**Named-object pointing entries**
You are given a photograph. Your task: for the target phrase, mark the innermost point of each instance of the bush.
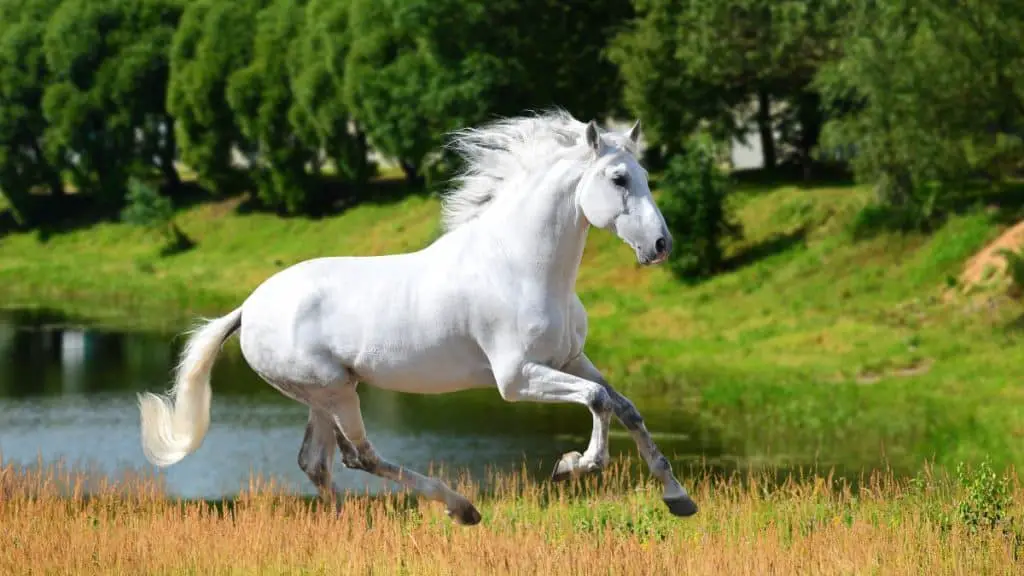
(694, 206)
(146, 208)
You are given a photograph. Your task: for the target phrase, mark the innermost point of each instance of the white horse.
(491, 303)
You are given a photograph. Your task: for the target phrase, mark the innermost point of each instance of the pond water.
(68, 394)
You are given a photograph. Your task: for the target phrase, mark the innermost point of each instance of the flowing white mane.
(501, 150)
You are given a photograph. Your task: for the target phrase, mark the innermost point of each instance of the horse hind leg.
(348, 417)
(316, 453)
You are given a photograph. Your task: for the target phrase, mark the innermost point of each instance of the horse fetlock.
(367, 463)
(681, 505)
(573, 464)
(464, 512)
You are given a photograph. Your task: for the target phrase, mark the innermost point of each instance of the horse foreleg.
(538, 382)
(675, 495)
(348, 417)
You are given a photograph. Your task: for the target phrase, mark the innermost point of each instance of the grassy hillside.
(814, 347)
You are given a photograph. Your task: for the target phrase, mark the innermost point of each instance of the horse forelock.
(503, 150)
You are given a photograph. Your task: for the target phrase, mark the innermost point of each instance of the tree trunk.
(167, 158)
(766, 128)
(809, 114)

**YOUR GOAL**
Copy out unchanged every line of the entries, starting with the line that contains "the horse forelock." and ending with the final line of the entries.

**ANSWER FOR THIS EXERCISE**
You are given a photograph. Your task: for the target phrase, mark the innermost point of each instance of the horse forelock.
(503, 150)
You are given a photograph. Your task: for the target phrase, mark the innermost point of each instance of the tree trunk.
(167, 158)
(766, 128)
(809, 114)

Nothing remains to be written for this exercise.